▶ Extract:
Tear gas, up to 40 arrests at anti-labor reform rally in Paris (PHOTOS, VIDEO)
The demonstration in the French capital attracted at least 55,000 participants, according to the organizers. Police, however, put the number of demonstrators at between 14,000 and 15,000.
The uproar was reported near Boulevard de l’Hôpital, which prompted police to cordon off the area.
More than 2,500 officers were deployed, according to police, who later reported that 39 protesters had been arrested.
Battles broke out when at least 200 hooded and masked men started throwing stones at police, who in turn deployed tear gas against the protesters.
Similar demonstrations have taken place across the country, with protests also turning violent in the southern city of Toulouse, where clashes broke out resulting in injuries.
At least 2,000 people gathered in Nantes, Ouest France newspaper reported. Although the demonstration began peacefully, with protesters marching and chanting, “Withdraw labor bill!” violence broke out after police circled the protesters, some of whom began fighting with the officers.
In the meantime, the French Senate, the upper house of parliament, on Tuesday adopted the draft labor law by 185 votes against 156. The bill abolishes 35 hours as the standard working time per week.
In May, the government rushed the bill through the National Assembly, the lower house of parliament. The bill will return to the National Assembly in July.
France has been rocked by anti-labor reform protests for four months. The rallies, which kicked off in March under the slogans LoiTravail (Labor Law) and NuitDebout (Rise Up At Night), have repeatedly turned violent, frequently ending in arrests and injuries.
The reform proposed by Labor Minister Myriam El Khomri would enable employers to pay only 10 percent extra for overtime, rather than the currently mandated 25 percent.
The bill technically maintains the 35-hour work week, but says that in case of “exceptional circumstances,” employees can be asked to work up to 60 hours a week.
Prime Minister Manuel Valls is going to meet leaders of the CGT and Force Ouvriere (FO) labor unions to discuss the controversial deal, but the unions are not very optimistic about the negotiations.
“If the government is not going to give ground, it will be a meeting for nothing,” said FO head Jean-Claude Mailly, while CGT chief Philippe Martinez added: “I hope we’re not just being invited for coffee.”
The police have even gotten into the act, taking to the streets to protest the violence directed at them from the protesters. They even decided to stage their own anti-brutality rally during the massive anti-labor reform protests in May. Law enforcement officers say they have been unfairly treated by the public for simply trying to do their jobs. However, the officers’ protest didn’t seem to have much effect on the anti-labor reform demonstrators, who torched a police car during the rally.
French authorities have repeatedly called for a ban on demonstrations against labor reform, or at least a requirement that they be “static.”

▶ Tasks for this exercise:
A - Retype the Paris protest article from "Battles broke out" up to and including "resulting in injuries.".
B - In the Paris protest article, how many votes did the French Senate cast in favor of the draft labor law?
Work only from the Paris protest article.

Entries from a data collection:
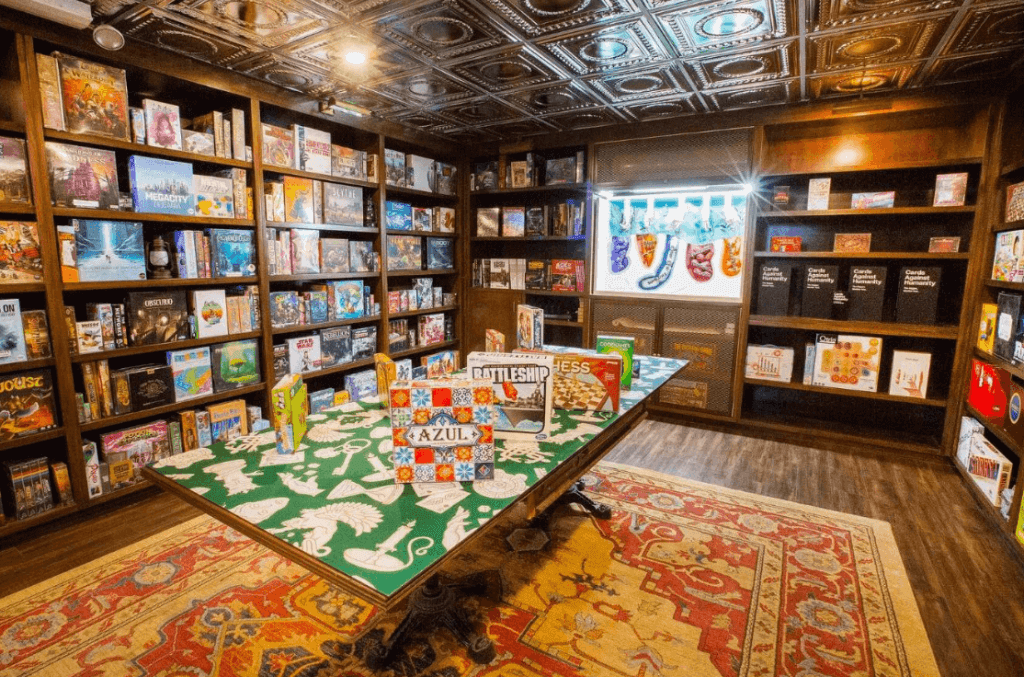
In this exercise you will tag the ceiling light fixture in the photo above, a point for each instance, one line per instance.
(330, 104)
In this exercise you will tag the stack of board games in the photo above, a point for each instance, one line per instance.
(291, 408)
(27, 404)
(448, 447)
(521, 384)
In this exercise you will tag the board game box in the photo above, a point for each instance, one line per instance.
(192, 372)
(20, 259)
(157, 316)
(109, 250)
(442, 430)
(214, 196)
(847, 362)
(522, 391)
(95, 98)
(13, 172)
(303, 353)
(161, 186)
(82, 177)
(342, 205)
(28, 404)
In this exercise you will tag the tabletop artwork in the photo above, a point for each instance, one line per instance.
(336, 497)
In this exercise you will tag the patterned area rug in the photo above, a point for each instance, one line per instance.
(686, 579)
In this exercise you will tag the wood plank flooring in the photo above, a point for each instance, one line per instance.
(969, 584)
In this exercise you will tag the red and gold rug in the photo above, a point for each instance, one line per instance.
(686, 579)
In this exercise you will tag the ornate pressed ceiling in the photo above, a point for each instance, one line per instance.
(507, 69)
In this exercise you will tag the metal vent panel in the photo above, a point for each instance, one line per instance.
(720, 155)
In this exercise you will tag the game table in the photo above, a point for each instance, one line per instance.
(334, 508)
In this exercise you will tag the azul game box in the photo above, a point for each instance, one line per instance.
(290, 411)
(192, 372)
(28, 400)
(232, 253)
(342, 205)
(442, 430)
(95, 98)
(109, 250)
(586, 382)
(235, 365)
(847, 362)
(20, 259)
(161, 186)
(82, 177)
(157, 316)
(522, 389)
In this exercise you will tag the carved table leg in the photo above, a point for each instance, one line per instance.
(436, 604)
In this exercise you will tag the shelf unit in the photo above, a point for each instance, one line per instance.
(196, 91)
(530, 247)
(1006, 165)
(900, 239)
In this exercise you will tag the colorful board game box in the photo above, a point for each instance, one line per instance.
(442, 430)
(28, 398)
(521, 384)
(192, 372)
(95, 98)
(83, 177)
(850, 363)
(109, 250)
(161, 186)
(624, 346)
(342, 205)
(236, 365)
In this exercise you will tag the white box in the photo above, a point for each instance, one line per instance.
(769, 363)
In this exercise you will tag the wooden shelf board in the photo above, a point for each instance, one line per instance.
(410, 313)
(113, 421)
(422, 234)
(881, 255)
(127, 491)
(431, 271)
(334, 227)
(546, 292)
(577, 239)
(339, 368)
(900, 440)
(114, 214)
(23, 287)
(298, 329)
(288, 171)
(425, 194)
(888, 211)
(161, 347)
(885, 396)
(107, 141)
(913, 164)
(833, 326)
(423, 348)
(170, 282)
(27, 365)
(532, 188)
(12, 526)
(31, 439)
(16, 208)
(11, 126)
(324, 277)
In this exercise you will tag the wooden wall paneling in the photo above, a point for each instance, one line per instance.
(62, 376)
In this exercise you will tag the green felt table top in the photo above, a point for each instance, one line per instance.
(336, 498)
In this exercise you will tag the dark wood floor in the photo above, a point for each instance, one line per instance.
(969, 584)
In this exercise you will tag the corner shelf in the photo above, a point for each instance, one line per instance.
(110, 141)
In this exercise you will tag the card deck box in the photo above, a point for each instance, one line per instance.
(442, 430)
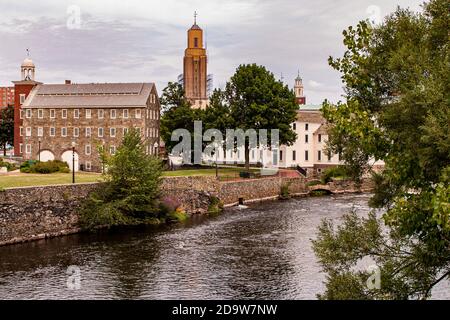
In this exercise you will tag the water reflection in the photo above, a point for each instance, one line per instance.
(263, 252)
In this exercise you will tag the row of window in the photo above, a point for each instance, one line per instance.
(151, 132)
(294, 126)
(113, 113)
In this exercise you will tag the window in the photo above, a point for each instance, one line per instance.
(87, 149)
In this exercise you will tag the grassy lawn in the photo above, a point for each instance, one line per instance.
(29, 179)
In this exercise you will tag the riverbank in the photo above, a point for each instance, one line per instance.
(32, 213)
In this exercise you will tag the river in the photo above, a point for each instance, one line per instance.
(262, 252)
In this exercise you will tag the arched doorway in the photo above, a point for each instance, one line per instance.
(67, 157)
(46, 155)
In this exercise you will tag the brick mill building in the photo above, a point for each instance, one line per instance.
(57, 117)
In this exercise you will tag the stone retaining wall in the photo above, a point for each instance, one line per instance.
(38, 212)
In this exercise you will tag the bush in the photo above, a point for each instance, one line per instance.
(334, 172)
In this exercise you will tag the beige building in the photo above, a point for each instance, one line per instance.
(60, 117)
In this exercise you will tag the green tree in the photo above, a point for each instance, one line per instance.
(6, 127)
(131, 188)
(178, 113)
(396, 78)
(256, 100)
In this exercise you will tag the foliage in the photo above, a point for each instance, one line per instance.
(130, 190)
(6, 127)
(178, 113)
(284, 191)
(396, 78)
(333, 172)
(254, 99)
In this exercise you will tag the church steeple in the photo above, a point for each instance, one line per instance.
(195, 73)
(298, 89)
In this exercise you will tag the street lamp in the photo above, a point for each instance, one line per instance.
(39, 154)
(73, 162)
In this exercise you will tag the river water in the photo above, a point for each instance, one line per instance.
(262, 252)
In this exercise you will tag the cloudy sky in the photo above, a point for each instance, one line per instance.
(132, 41)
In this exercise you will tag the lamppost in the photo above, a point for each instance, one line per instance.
(73, 162)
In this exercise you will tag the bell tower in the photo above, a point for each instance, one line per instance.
(298, 90)
(195, 67)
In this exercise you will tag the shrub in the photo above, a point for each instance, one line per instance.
(334, 172)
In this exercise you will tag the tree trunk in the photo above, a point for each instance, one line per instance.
(247, 156)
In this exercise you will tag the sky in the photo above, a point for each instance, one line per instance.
(143, 41)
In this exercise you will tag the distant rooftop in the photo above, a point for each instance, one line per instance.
(89, 95)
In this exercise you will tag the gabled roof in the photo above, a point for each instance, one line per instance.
(89, 95)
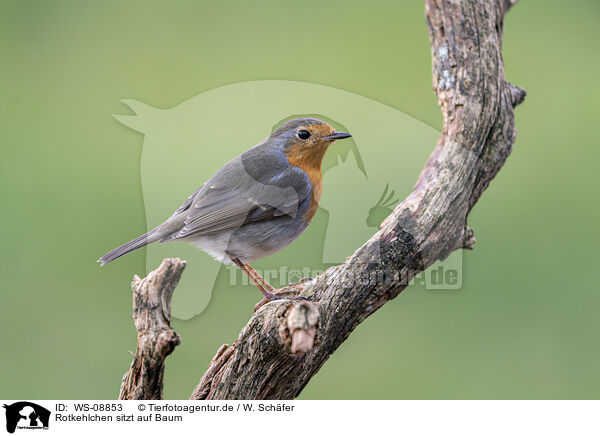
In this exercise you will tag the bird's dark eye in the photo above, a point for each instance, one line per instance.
(303, 134)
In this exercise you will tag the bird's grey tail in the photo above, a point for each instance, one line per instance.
(138, 242)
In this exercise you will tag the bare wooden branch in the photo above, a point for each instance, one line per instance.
(478, 133)
(156, 340)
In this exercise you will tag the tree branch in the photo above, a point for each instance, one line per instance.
(287, 341)
(156, 340)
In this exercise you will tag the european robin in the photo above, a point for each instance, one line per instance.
(254, 205)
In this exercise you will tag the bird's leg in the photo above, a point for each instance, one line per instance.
(263, 286)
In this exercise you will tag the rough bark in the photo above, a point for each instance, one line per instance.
(287, 341)
(156, 340)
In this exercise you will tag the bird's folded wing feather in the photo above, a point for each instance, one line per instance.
(223, 208)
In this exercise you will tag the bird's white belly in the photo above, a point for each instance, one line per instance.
(220, 244)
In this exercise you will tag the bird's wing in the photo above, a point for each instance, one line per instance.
(227, 208)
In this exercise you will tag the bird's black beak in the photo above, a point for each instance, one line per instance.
(337, 135)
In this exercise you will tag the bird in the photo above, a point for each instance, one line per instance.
(254, 205)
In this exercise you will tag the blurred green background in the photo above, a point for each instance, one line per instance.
(524, 324)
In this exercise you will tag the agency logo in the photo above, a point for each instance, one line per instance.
(26, 415)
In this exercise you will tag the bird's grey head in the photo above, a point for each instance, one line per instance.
(305, 133)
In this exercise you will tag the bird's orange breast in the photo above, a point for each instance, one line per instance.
(309, 161)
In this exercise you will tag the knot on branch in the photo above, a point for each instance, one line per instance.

▶ Your written answers:
A -
Battles broke out when at least 200 hooded and masked men started throwing stones at police, who in turn deployed tear gas against the protesters.
Similar demonstrations have taken place across the country, with protests also turning violent in the southern city of Toulouse, where clashes broke out resulting in injuries.

B - 185 votes.